Gather every line in the rows below that contains the word "black", copying each such line in full. Case counts, so match only that exact capitalization.

▶ [DATA EXCERPTS]

+--

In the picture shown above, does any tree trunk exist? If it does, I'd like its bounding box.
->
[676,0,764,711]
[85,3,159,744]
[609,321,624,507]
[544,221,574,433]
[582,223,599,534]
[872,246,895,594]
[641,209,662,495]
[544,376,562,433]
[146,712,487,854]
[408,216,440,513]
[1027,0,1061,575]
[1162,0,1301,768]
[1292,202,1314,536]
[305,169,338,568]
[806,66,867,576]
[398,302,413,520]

+--

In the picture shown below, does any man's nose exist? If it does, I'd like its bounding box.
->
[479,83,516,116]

+--

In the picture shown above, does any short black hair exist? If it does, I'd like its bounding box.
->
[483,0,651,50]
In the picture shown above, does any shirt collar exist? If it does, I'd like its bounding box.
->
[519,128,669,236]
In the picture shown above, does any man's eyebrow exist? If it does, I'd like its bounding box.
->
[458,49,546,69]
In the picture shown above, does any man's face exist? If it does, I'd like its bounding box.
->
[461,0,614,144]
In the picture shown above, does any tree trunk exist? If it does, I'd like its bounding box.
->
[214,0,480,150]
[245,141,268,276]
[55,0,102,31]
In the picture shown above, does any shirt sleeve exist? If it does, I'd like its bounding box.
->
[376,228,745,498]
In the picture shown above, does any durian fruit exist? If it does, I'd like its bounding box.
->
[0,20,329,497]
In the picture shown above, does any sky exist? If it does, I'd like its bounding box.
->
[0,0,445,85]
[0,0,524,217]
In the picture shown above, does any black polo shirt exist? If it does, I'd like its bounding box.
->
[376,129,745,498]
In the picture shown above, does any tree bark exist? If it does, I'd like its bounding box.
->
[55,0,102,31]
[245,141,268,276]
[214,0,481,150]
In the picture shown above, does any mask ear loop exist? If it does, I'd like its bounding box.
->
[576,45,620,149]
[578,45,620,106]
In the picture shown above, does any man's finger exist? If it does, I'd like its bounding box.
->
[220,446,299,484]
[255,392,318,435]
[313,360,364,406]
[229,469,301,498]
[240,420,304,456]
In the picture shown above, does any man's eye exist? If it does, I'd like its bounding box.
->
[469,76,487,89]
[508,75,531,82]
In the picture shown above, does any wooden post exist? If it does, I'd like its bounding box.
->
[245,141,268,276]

+--

▶ [RESULT BELOW]
In the picture shown above, does any short black hair exist? If it does, I'd like its bounding box.
In the picture shown above, does any black polo shirt exist? If it does, I'd like its bounding box.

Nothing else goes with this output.